SELECTED EXCERPT:
====================

Bengar v. Clark Equipment Co.

Brown, J.

This appeal challenges the correctness of an order of a judge in the Superior Court allowing the plaintiffs’ *42motion to add, after judgment, Clark Equipment Company (Clark) as a party defendant pursuant to Mass.R.Civ.P. 15 (a), 365 Mass. 761 (1974).

The plaintiffs, Scott and Donna Bengar, initially sought recovery for injuries sustained on September 27, 1979, when a forklift operated by Scott toppled over, immediately after Scott had swerved in an attempt to avoid an automobile. The original complaint was brought in December, 1979, against the driver of the automobile and the driver’s employer. Upon the asserted discovery that such forklifts had a propensity to topple over, the plaintiffs moved on October 31, 1984, to add Clark, the alleged manufacturer and seller of the forklift, as a defendant based upon theories of negligence and breach of warranty. This pretrial motion was eventually denied without opinion.1 After a trial to a jury, a special verdict was returned for the original defendants and judgment was entered on March 29, 1985. On April 4, 1985, the plaintiffs simultaneously filed a motion for a new trial on the ground that the verdict was against the weight of the evidence as well as the now challenged motion to amend the complaint.2 The trial judge denied the motion for a new trial and allowed the motion to amend.3

Clark, on September 17, 1985, filed a petition for review under G. L. c. 231, § 118, on the ground that after entry of a judgment dismissing the action on the merits, the Superior Court lacked authority, absent an order vacating the judgment, to allow a postjudgment motion to amend. Clark also argued that the allowance of the motion was an abuse of discretion. A single justice of the Appeals Court granted leave to file an interlocutory appeal. We find no error.

====================

ITEMS:
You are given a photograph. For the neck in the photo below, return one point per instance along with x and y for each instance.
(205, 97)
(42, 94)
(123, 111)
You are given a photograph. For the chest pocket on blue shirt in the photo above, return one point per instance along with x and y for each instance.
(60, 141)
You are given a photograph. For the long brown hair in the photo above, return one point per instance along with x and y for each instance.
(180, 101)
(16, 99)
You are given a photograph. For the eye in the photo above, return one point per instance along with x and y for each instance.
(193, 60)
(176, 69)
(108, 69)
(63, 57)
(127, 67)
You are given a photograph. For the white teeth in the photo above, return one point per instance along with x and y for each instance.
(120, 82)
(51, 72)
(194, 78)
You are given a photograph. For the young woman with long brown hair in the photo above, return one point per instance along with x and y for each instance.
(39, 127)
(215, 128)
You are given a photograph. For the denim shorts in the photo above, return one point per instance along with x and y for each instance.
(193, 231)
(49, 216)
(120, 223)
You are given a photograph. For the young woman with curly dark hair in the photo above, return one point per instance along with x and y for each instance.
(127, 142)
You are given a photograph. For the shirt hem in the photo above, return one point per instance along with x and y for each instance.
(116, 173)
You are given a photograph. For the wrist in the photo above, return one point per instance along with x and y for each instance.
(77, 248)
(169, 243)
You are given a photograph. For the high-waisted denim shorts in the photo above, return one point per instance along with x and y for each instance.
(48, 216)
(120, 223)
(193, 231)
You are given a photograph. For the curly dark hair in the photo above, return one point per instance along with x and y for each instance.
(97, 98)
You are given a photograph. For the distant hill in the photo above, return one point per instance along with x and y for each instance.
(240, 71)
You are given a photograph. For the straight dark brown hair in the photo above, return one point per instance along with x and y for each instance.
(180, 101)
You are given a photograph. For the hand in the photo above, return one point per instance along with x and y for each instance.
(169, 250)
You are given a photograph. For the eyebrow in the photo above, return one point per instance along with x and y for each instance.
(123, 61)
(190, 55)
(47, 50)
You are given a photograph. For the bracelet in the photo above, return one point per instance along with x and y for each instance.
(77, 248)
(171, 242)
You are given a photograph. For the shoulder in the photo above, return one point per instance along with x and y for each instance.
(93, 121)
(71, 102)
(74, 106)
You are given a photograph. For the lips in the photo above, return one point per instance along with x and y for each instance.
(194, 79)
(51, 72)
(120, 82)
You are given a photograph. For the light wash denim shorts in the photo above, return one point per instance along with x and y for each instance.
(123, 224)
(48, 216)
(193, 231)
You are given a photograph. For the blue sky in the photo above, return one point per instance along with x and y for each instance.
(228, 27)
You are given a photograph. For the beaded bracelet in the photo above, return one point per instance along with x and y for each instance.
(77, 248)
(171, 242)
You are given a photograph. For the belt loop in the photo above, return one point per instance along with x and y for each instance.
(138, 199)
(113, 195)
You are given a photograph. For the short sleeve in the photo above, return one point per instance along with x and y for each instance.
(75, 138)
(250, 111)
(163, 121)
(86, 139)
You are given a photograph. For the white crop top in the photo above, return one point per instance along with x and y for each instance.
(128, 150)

====================

JOB 1: Condense the paragraph of the court opinion that begins "Clark, on September 17, 1985" into a shorter version that keeps its main facts.
JOB 2: List every date in the court opinion that includes a month.
JOB 3: Repeat the part of the court opinion that opens with the words containing "This appeal challenges" and closes with "Mass. 761 (1974).".
The records have no connection to the court opinion.

EXPECTED ANSWER 1: On September 17, 1985, Clark petitioned for review under G. L. c. 231, § 118. It argued that after a judgment dismissing the action on the merits, the Superior Court could not allow a postjudgment motion to amend unless it first vacated the judgment. It also argued that allowing the motion was an abuse of discretion. A single justice of the Appeals Court gave leave for an interlocutory appeal. The court finds no error.

EXPECTED ANSWER 2:
- September 27, 1979
- December, 1979
- October 31, 1984
- March 29, 1985
- April 4, 1985
- September 17, 1985

EXPECTED ANSWER 3:
This appeal challenges the correctness of an order of a judge in the Superior Court allowing the plaintiffs’ *42motion to add, after judgment, Clark Equipment Company (Clark) as a party defendant pursuant to Mass.R.Civ.P. 15 (a), 365 Mass. 761 (1974).